Work to be completed.
Extract every line of the records below that contains the word "wall", and copy each one in full.

Extracted material.
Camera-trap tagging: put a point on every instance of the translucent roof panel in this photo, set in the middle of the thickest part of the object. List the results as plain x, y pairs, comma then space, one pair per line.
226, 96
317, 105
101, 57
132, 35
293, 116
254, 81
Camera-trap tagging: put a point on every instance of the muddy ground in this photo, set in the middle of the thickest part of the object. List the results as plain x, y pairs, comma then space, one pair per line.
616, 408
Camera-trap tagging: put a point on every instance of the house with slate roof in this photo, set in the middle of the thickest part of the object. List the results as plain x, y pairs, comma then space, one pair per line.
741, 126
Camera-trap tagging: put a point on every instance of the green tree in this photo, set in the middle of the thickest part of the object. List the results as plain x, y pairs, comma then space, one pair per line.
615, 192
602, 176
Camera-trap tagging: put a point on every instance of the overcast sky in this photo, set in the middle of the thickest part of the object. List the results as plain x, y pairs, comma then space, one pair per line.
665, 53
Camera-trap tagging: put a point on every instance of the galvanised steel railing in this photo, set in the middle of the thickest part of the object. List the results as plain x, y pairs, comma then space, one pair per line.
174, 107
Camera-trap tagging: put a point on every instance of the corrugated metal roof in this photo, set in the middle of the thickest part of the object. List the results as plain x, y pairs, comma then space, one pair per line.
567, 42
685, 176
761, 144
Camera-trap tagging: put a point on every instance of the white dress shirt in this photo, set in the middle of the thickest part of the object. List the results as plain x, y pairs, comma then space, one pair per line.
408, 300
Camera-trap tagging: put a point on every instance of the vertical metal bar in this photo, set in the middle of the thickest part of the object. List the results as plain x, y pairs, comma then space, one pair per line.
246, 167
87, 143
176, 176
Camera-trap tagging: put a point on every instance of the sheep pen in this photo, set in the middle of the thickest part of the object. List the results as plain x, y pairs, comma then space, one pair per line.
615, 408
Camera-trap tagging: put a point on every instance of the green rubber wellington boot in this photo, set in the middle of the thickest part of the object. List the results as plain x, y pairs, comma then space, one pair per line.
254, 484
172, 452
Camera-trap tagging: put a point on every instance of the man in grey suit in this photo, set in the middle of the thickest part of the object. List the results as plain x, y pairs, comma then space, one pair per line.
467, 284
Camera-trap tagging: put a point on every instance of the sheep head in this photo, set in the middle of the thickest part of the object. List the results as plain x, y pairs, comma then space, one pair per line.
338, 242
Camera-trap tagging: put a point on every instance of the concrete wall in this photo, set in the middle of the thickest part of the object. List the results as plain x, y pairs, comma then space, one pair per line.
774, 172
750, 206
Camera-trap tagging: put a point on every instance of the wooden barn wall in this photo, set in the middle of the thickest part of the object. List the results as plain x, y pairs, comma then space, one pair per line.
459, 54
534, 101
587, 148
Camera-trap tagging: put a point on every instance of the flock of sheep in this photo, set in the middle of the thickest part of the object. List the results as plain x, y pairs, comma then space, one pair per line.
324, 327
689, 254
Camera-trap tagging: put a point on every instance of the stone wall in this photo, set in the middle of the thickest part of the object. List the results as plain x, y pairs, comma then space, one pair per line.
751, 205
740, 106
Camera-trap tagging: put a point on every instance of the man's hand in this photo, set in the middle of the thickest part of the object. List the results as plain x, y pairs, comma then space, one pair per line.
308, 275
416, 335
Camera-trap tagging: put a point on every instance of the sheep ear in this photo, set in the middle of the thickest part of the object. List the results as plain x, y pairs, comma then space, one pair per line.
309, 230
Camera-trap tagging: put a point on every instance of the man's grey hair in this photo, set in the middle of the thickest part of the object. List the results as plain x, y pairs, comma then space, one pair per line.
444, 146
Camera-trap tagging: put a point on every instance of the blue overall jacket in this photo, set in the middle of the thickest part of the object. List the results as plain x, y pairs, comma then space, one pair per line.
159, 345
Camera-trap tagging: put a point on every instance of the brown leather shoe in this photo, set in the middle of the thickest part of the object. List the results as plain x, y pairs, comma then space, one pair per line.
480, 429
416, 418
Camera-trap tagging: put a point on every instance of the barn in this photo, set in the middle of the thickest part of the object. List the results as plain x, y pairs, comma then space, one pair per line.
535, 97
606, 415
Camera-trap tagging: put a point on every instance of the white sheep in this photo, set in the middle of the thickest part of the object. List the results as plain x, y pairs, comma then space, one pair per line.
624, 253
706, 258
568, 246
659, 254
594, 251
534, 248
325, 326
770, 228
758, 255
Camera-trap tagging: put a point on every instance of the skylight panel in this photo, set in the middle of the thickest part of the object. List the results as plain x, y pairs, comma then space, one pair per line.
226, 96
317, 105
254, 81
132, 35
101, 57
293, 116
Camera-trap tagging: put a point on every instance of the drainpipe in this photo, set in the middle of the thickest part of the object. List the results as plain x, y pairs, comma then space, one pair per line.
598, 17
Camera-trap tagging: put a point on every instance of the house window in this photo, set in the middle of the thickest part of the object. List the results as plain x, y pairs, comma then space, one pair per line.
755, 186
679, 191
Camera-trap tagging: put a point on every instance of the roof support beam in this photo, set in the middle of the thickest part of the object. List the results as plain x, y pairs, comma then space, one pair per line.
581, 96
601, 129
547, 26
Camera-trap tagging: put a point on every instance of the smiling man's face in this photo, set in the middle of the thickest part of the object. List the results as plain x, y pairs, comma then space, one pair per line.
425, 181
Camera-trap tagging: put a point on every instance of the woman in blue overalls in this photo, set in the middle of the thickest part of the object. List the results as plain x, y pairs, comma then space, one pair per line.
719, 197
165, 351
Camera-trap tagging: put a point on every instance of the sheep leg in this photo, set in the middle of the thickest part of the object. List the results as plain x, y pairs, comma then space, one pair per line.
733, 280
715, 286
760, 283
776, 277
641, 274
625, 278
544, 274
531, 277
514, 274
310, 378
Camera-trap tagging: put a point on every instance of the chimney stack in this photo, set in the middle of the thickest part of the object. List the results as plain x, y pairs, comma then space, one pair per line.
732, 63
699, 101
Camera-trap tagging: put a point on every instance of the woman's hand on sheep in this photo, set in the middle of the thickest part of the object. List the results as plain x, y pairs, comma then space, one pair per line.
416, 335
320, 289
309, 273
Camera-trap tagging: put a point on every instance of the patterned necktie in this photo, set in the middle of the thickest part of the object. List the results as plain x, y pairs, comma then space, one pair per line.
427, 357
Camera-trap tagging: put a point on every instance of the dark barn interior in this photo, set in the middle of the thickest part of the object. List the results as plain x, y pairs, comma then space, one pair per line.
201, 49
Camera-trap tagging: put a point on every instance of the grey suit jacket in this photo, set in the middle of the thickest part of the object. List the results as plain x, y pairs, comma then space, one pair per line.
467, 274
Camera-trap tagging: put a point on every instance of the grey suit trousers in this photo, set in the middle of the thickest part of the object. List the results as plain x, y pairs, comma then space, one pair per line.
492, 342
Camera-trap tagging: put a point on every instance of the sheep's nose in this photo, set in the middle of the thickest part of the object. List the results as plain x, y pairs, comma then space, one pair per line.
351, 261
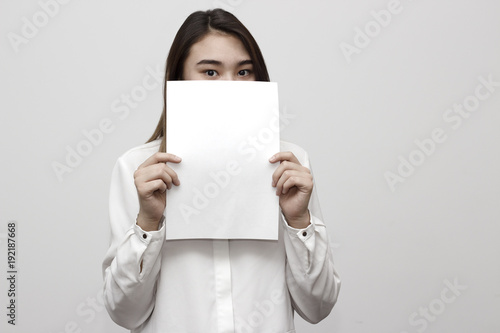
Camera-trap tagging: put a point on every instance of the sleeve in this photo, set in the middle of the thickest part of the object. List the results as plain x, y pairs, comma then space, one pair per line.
132, 264
311, 278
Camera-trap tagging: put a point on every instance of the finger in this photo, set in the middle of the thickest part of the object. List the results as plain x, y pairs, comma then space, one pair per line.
160, 157
284, 178
146, 189
286, 165
304, 184
157, 171
284, 156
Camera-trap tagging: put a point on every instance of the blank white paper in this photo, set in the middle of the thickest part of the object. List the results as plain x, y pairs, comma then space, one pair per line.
225, 132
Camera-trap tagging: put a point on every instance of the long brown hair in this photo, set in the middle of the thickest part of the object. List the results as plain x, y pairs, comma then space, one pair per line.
194, 28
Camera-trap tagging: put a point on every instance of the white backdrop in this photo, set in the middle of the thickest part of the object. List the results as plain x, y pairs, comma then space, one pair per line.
397, 103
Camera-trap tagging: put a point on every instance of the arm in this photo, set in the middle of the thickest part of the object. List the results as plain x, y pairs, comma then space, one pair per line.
132, 264
311, 278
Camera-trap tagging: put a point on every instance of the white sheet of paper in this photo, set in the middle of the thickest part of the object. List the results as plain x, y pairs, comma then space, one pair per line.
225, 132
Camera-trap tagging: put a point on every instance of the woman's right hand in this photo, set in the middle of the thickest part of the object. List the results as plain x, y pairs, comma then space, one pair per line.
152, 179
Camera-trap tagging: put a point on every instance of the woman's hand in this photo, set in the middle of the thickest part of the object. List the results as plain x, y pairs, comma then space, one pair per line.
152, 179
294, 184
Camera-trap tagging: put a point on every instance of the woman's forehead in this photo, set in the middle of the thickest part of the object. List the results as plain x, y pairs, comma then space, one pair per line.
221, 47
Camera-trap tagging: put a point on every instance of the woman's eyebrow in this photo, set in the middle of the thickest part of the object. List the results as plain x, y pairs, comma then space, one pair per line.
219, 63
209, 62
245, 62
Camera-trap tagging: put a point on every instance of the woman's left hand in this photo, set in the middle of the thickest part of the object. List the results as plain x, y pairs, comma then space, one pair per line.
294, 184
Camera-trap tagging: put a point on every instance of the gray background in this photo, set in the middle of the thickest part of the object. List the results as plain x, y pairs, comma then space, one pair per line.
396, 251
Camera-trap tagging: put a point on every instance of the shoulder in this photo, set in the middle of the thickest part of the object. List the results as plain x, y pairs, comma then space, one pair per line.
298, 151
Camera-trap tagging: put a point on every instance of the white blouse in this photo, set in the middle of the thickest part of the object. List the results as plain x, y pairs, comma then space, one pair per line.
208, 285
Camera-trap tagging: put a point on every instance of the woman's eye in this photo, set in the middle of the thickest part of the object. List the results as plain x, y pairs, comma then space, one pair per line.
211, 72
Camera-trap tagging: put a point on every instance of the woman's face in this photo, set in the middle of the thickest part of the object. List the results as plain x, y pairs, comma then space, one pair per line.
218, 56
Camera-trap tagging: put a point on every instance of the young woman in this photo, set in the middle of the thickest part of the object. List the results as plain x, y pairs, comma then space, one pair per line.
202, 285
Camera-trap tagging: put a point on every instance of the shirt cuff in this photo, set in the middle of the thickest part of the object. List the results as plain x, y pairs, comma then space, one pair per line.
148, 236
303, 234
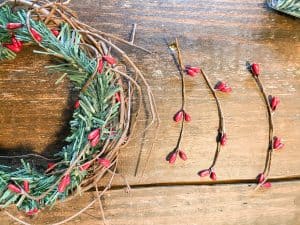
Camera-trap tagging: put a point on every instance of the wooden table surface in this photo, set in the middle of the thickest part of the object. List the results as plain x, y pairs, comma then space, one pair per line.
218, 36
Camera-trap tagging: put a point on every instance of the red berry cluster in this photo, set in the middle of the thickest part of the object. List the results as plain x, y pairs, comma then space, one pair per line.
275, 142
16, 45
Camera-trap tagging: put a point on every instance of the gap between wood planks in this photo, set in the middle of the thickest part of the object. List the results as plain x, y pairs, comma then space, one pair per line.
193, 183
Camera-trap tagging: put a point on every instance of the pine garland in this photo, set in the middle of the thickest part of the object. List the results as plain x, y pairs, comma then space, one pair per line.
101, 118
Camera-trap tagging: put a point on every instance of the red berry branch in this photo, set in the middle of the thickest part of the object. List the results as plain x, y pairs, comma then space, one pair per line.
274, 142
221, 136
181, 116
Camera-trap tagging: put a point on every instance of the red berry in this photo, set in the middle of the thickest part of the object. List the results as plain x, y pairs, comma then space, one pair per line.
182, 155
277, 144
93, 134
12, 26
195, 69
260, 178
77, 104
36, 35
223, 139
85, 166
187, 117
222, 86
32, 212
227, 90
178, 116
14, 188
16, 42
213, 175
173, 157
191, 73
95, 141
100, 66
12, 47
104, 162
109, 59
50, 166
64, 183
26, 186
274, 102
55, 32
204, 173
267, 185
118, 97
255, 69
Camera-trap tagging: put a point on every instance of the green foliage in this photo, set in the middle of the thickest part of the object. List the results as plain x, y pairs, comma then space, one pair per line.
96, 111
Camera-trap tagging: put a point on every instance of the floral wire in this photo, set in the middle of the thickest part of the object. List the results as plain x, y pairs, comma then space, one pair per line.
267, 167
221, 129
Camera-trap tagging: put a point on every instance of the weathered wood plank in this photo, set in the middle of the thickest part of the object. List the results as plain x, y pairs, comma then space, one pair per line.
192, 205
219, 36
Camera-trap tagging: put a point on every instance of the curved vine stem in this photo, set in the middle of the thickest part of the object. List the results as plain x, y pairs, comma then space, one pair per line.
267, 167
221, 128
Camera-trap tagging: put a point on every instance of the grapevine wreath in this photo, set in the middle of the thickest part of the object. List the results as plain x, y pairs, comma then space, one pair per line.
102, 119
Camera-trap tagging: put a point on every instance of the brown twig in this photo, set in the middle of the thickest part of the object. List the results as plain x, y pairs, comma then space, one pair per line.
221, 128
267, 167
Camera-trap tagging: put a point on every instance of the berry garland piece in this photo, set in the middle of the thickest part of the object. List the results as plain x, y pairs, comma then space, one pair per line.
180, 116
221, 136
102, 114
274, 142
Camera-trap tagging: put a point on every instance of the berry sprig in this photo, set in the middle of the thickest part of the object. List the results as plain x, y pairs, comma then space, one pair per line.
221, 136
181, 115
275, 143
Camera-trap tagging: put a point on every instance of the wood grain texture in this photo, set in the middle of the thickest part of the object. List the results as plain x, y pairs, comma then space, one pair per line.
219, 36
188, 205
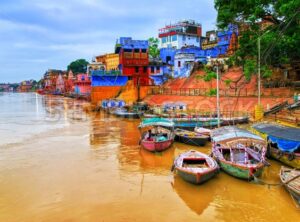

Task output.
Camera-trap tagging: put a point on every instance of the concrete wall in this photo, set in the middle of the thickest part of the object. List the results as plain x, y pairs, comma then space, one pair per line.
Camera-trap tagging: put a point on every instance of the wooden barn wall in this photo, set in the middle of the thickest part of the object. List the results as plain x, y pairs, comma then space, one pair per line.
Camera-trap tagging: put a point on every instance of the stone wall in this photo, set in the middle of the thickest part of the object. List the results as plain x, y pairs, comma then space, one pair per line.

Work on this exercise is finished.